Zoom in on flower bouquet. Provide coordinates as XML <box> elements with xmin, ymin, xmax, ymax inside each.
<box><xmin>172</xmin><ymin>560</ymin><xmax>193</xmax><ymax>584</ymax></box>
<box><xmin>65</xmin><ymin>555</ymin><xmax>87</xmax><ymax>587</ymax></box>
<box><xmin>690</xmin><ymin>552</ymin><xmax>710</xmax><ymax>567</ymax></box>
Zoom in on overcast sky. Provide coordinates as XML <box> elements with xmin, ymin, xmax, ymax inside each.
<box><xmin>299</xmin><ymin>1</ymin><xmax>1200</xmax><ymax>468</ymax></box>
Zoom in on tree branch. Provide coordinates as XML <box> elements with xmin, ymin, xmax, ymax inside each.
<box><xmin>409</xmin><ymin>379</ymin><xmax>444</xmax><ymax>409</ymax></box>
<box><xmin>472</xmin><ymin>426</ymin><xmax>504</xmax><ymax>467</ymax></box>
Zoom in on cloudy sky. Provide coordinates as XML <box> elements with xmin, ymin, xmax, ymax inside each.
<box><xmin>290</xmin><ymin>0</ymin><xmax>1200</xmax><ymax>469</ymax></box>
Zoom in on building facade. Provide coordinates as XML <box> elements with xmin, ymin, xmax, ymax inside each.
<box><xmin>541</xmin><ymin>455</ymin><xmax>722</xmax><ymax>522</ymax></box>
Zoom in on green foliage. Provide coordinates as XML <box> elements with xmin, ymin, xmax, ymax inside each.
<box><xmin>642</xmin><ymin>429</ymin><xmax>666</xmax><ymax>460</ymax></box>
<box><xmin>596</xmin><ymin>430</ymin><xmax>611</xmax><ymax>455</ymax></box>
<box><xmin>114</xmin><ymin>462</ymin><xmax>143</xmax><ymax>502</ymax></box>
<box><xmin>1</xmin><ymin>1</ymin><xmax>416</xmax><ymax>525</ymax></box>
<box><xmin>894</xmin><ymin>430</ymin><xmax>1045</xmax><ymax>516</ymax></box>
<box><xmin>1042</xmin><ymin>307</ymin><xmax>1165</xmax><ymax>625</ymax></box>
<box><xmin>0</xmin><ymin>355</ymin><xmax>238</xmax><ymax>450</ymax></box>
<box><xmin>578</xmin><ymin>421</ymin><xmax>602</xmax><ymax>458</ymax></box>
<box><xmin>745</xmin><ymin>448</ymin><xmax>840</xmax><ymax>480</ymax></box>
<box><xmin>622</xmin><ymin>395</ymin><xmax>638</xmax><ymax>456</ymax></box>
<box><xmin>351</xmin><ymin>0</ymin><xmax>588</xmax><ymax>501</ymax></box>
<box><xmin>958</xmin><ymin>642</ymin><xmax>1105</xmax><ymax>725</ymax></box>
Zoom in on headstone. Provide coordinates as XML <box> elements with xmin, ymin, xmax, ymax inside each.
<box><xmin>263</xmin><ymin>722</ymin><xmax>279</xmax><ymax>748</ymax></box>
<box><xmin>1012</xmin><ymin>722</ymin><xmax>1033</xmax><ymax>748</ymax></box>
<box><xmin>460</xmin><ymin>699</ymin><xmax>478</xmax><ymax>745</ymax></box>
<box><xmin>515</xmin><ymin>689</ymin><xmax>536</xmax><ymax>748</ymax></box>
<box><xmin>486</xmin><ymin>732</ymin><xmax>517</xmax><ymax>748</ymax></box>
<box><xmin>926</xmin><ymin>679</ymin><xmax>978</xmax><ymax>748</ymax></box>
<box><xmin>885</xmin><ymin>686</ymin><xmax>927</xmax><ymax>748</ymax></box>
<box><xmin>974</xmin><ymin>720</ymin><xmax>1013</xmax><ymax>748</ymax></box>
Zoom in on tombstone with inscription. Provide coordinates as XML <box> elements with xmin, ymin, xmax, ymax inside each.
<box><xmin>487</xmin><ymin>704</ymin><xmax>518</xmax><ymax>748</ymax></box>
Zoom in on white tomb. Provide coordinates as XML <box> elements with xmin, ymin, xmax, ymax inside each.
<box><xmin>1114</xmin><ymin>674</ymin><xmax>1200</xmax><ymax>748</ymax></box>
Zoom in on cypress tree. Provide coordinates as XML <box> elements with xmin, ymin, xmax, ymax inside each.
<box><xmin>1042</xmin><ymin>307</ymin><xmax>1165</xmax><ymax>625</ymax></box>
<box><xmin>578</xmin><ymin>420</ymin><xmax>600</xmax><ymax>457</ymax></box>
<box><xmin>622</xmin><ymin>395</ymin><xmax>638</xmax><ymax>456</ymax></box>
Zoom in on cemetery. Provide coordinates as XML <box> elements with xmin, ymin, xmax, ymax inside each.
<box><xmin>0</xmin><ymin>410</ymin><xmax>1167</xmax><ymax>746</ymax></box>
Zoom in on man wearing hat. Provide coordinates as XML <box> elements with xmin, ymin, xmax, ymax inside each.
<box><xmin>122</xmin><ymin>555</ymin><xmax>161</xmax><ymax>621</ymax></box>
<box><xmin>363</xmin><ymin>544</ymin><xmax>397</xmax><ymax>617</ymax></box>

★ ★ ★ ★ ★ ★ ★

→ **WHAT TO PRODUCE**: Print the lines from the one containing "Zoom in on cypress" through the end of the material, word for word, and nothing else.

→ **ANSWER SPACE**:
Zoom in on cypress tree. Provide coordinates as XML <box> elements with xmin, ymin, xmax, ymax inside each.
<box><xmin>1042</xmin><ymin>307</ymin><xmax>1165</xmax><ymax>625</ymax></box>
<box><xmin>578</xmin><ymin>420</ymin><xmax>600</xmax><ymax>457</ymax></box>
<box><xmin>622</xmin><ymin>395</ymin><xmax>638</xmax><ymax>456</ymax></box>
Zoom in on cemetery. Provide coordinates as XML <box> elements with xmin, ymin, xmax, ymax inside each.
<box><xmin>0</xmin><ymin>410</ymin><xmax>1167</xmax><ymax>746</ymax></box>
Zoom in on man wearing hat. Provide coordinates as XML <box> elements with xmin, ymin, xmax, ymax inside each.
<box><xmin>122</xmin><ymin>555</ymin><xmax>161</xmax><ymax>621</ymax></box>
<box><xmin>363</xmin><ymin>544</ymin><xmax>397</xmax><ymax>617</ymax></box>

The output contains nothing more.